Input data:
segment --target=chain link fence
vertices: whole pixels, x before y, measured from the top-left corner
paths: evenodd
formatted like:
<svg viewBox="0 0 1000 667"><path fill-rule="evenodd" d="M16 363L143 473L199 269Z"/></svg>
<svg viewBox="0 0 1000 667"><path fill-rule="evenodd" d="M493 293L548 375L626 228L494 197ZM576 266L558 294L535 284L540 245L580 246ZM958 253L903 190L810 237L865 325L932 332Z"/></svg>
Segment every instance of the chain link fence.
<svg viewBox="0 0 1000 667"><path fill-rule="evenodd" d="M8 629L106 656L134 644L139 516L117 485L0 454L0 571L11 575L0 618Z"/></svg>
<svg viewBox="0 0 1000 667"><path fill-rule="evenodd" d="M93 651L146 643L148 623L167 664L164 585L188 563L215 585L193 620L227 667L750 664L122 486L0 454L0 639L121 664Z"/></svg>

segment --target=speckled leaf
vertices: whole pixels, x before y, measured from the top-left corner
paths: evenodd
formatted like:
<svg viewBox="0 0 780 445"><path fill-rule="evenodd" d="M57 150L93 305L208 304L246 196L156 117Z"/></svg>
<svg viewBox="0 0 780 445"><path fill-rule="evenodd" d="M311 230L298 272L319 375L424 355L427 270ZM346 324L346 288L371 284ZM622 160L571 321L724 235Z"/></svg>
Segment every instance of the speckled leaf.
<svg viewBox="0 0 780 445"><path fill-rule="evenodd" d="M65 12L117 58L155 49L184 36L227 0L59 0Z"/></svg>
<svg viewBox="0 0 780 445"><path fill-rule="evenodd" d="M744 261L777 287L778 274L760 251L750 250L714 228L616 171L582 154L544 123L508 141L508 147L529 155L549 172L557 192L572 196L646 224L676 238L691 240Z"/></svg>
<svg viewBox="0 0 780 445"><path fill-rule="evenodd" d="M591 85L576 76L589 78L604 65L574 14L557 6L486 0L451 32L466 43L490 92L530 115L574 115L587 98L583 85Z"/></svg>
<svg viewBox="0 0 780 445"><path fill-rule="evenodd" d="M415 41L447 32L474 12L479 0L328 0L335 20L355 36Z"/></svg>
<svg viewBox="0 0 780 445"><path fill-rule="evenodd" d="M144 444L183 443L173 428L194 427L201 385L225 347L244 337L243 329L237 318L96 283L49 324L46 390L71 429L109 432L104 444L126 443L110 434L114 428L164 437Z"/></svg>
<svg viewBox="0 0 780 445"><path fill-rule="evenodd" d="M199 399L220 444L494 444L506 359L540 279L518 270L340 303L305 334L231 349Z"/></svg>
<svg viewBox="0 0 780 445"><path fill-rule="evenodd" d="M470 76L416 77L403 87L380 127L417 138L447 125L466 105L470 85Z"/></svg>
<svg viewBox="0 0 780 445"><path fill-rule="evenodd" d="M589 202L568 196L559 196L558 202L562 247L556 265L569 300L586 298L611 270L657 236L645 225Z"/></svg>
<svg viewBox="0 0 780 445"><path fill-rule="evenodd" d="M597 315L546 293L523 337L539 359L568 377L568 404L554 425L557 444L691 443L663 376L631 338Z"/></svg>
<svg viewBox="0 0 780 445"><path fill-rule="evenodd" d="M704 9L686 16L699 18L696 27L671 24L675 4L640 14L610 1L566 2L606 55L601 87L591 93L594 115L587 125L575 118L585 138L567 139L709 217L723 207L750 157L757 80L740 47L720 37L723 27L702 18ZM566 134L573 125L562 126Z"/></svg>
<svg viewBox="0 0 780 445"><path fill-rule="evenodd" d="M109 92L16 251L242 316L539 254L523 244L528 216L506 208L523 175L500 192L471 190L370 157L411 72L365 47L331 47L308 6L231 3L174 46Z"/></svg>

Directions for this task:
Reproduce the entire listing above word for word, from its first line through its last.

Exercise response:
segment --target=chain link fence
vertices: whole pixels, x before y, measured from the top-left corner
paths: evenodd
formatted like:
<svg viewBox="0 0 1000 667"><path fill-rule="evenodd" d="M16 363L143 473L199 269Z"/></svg>
<svg viewBox="0 0 1000 667"><path fill-rule="evenodd" d="M493 293L548 375L626 228L494 197ZM576 266L558 294L535 284L540 245L580 246ZM958 253L903 190L810 237L865 325L932 332Z"/></svg>
Segment every instance of the chain link fence.
<svg viewBox="0 0 1000 667"><path fill-rule="evenodd" d="M8 629L106 656L134 644L139 516L117 485L0 454L0 571L11 575L0 618Z"/></svg>
<svg viewBox="0 0 1000 667"><path fill-rule="evenodd" d="M93 651L146 643L148 623L167 664L164 585L188 563L215 585L193 620L227 667L750 664L122 486L0 454L0 639L121 664Z"/></svg>

segment --target=speckled leaf
vertices: whole pixels, x before y, measured from the top-left corner
paths: evenodd
formatted like:
<svg viewBox="0 0 780 445"><path fill-rule="evenodd" d="M57 150L93 305L208 304L246 196L156 117Z"/></svg>
<svg viewBox="0 0 780 445"><path fill-rule="evenodd" d="M311 230L298 272L319 375L424 355L427 270ZM346 324L346 288L371 284ZM622 160L571 321L724 235Z"/></svg>
Segment every instance of the speckled leaf.
<svg viewBox="0 0 780 445"><path fill-rule="evenodd" d="M65 12L117 58L155 49L184 36L227 0L59 0Z"/></svg>
<svg viewBox="0 0 780 445"><path fill-rule="evenodd" d="M744 261L777 287L778 274L760 251L750 250L714 228L616 171L582 154L544 123L508 141L508 147L529 155L549 172L557 192L572 196L646 224L676 238L691 240Z"/></svg>
<svg viewBox="0 0 780 445"><path fill-rule="evenodd" d="M591 85L576 76L589 78L604 65L574 14L557 6L486 0L451 32L466 43L490 92L530 115L574 115L587 98L583 85Z"/></svg>
<svg viewBox="0 0 780 445"><path fill-rule="evenodd" d="M415 41L447 32L474 12L479 0L328 0L335 20L355 36Z"/></svg>
<svg viewBox="0 0 780 445"><path fill-rule="evenodd" d="M144 444L183 443L173 428L194 427L201 385L225 347L244 337L243 329L237 318L96 283L49 324L46 390L71 429L109 432L104 444L126 443L110 434L114 428L164 437Z"/></svg>
<svg viewBox="0 0 780 445"><path fill-rule="evenodd" d="M199 399L220 444L494 444L506 359L540 279L518 270L340 303L305 334L231 349Z"/></svg>
<svg viewBox="0 0 780 445"><path fill-rule="evenodd" d="M470 76L416 77L403 87L380 127L417 138L447 125L466 105L470 85Z"/></svg>
<svg viewBox="0 0 780 445"><path fill-rule="evenodd" d="M589 202L568 196L559 196L558 202L562 247L556 265L569 300L586 298L611 270L657 236L645 225Z"/></svg>
<svg viewBox="0 0 780 445"><path fill-rule="evenodd" d="M597 315L546 293L523 337L539 359L568 377L568 404L554 425L557 444L691 443L663 376L631 338Z"/></svg>
<svg viewBox="0 0 780 445"><path fill-rule="evenodd" d="M704 9L686 16L699 18L696 27L671 24L675 4L640 14L610 1L566 2L606 55L601 87L591 93L594 115L587 125L575 118L585 138L567 139L709 217L723 207L750 157L757 80L740 47L720 37L723 27L702 18ZM566 134L573 125L562 126Z"/></svg>
<svg viewBox="0 0 780 445"><path fill-rule="evenodd" d="M109 92L16 251L242 316L539 254L523 244L528 216L506 208L523 175L500 192L471 190L370 157L411 72L365 47L331 47L308 6L231 3L174 46Z"/></svg>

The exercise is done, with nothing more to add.